* _Text shown_
*****

# null space and rank

• Jan 9th 2009, 07:49 PM
Kat-M
null space and rank
let A be mxn matrix and B be the transpose of A. let P=BA. prove that A and P have the same null space and the same rank.
• Jan 10th 2009, 11:30 AM
NonCommAlg
Quote:

Originally Posted by Kat-M

let A be mxn matrix and B be the transpose of A. let P=BA. prove that A and P have the same null space and the same rank.

we only need to prove that the null space of A and P are equal, because then by the rank-nullity theorem they must also have the same rank.

if $Ax=0,$ then $Px=0$ and hence $\text{null}(A) \subseteq \text{null}(P).$ conversely, if $x \in \text{null}(P),$ then $Px=A^TAx=0,$ i.e. $Ax \in \text{null}(A^T)=(\text{col}(A))^{\perp}.$ hence $Ax \in \text{col(A)} \cap (\text{col}(A))^{\perp}=(0). \ \Box$
• Jan 10th 2009, 01:18 PM
Opalg
Quote:

Originally Posted by NonCommAlg
if $x \in \text{null}(P),$ then $Px=A^TAx=0,$ i.e. $Ax \in \text{null}(A^T)=(\text{col}(A))^{\perp}.$ hence $Ax \in \text{col(A)} \cap (\text{col}(A))^{\perp}=(0). \ \Box$

Alternatively, if $Px=A^{\textsc t}Ax=0$ then $(Ax)^{\textsc t}(Ax)= x^{\textsc t}A^{\textsc t}Ax = 0$ and so $Ax = 0$.

*****

* _Goal 1_
In the thread, translate this sentence into Spanish: "we only need to prove that the null space of A and P are equal, because then by the rank-nullity theorem they must also have the same rank."
* _Goal 2_
Locate each line of the listing that contains the word "door" and copy those lines. Case counts.

*****

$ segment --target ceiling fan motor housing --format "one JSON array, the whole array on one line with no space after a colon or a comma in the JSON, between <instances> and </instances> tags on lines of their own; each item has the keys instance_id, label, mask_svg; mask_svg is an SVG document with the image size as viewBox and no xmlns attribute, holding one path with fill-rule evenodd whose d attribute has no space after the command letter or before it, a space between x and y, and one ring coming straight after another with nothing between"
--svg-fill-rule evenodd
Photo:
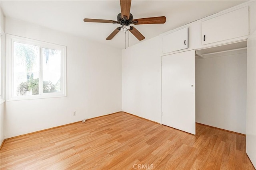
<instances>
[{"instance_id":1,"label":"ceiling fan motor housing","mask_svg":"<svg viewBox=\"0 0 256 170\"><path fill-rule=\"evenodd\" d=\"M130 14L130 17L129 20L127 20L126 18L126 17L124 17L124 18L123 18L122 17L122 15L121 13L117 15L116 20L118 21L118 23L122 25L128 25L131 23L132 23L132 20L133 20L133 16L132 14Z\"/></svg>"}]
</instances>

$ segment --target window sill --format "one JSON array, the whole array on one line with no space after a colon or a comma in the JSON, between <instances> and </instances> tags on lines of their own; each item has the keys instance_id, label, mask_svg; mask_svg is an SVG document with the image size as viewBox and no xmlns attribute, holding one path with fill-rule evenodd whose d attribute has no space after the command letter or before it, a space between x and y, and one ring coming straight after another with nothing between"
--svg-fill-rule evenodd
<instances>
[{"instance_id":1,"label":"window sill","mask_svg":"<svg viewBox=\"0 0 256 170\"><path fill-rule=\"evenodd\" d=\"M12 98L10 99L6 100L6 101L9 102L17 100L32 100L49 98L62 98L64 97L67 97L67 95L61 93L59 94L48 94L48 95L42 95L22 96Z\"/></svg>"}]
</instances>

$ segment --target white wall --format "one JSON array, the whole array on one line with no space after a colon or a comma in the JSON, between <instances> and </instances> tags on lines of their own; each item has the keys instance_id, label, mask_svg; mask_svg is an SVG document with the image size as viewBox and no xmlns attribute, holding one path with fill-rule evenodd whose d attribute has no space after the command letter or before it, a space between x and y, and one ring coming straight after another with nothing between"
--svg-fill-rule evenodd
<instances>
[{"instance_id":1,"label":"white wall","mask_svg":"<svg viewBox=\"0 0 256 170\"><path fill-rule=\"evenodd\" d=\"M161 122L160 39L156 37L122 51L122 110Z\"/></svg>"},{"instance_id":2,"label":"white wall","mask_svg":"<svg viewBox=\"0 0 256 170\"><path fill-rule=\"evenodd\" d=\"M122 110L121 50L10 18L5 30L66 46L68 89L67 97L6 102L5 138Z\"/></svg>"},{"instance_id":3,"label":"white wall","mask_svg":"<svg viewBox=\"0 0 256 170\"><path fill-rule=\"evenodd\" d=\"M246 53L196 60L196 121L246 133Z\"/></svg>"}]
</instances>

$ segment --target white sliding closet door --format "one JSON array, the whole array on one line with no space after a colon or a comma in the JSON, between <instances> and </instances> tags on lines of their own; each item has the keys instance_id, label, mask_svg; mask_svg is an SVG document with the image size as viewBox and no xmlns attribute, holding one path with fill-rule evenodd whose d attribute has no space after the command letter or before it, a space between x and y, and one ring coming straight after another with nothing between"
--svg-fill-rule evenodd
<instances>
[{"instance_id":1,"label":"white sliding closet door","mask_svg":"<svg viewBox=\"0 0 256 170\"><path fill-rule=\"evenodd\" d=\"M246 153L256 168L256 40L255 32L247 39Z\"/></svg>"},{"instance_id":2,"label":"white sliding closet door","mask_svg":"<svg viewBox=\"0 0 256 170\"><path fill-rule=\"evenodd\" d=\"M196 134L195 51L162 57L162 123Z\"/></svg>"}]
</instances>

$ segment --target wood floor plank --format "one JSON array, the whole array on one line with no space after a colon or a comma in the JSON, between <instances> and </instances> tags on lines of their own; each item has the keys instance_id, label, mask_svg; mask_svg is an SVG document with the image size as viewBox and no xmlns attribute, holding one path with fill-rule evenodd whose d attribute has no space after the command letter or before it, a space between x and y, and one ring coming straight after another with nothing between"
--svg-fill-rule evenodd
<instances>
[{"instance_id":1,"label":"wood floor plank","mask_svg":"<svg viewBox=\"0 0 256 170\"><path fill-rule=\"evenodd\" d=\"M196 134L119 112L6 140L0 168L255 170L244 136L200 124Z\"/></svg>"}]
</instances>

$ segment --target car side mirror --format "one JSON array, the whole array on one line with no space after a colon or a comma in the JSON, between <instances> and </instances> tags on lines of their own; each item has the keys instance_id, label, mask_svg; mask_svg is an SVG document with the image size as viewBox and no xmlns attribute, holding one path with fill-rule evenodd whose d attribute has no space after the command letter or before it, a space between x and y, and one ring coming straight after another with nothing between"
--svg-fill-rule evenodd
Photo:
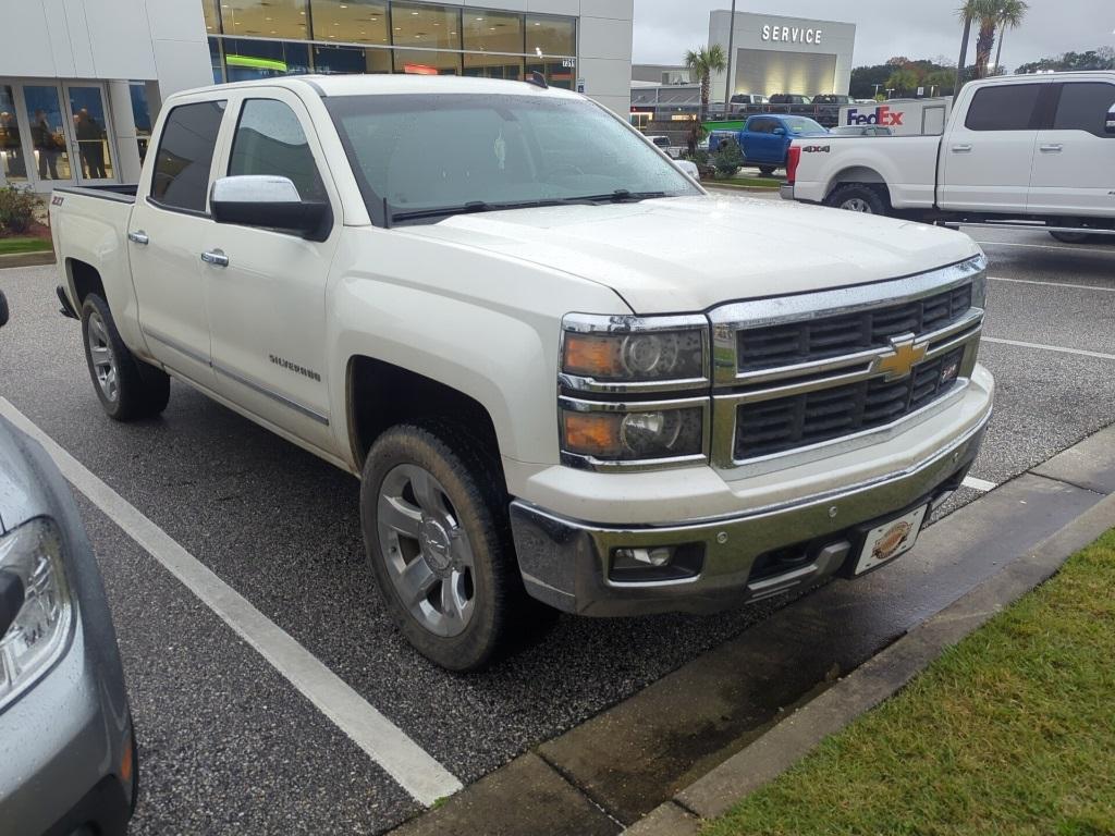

*****

* _Exercise response 1_
Solo necesitamos demostrar que los espacios nulos de A y P son iguales, porque entonces, por el teorema de rango-nulidad, también deben tener el mismo rango.

* _Exercise response 2_
$ segment --target white sliding closet door --format "one JSON array, the whole array on one line with no space after a colon or a comma in the JSON, between <instances> and </instances> tags on lines of their own; each item has the keys instance_id, label, mask_svg; mask_svg is an SVG document with the image size as viewBox and no xmlns attribute, holding one path with fill-rule evenodd whose d attribute has no space after the command letter or before it, a space between x and y, and one ring coming straight after another with nothing between"
[{"instance_id":1,"label":"white sliding closet door","mask_svg":"<svg viewBox=\"0 0 256 170\"><path fill-rule=\"evenodd\" d=\"M246 153L256 168L256 40L255 32L247 39Z\"/></svg>"},{"instance_id":2,"label":"white sliding closet door","mask_svg":"<svg viewBox=\"0 0 256 170\"><path fill-rule=\"evenodd\" d=\"M196 134L195 51L162 57L162 123Z\"/></svg>"}]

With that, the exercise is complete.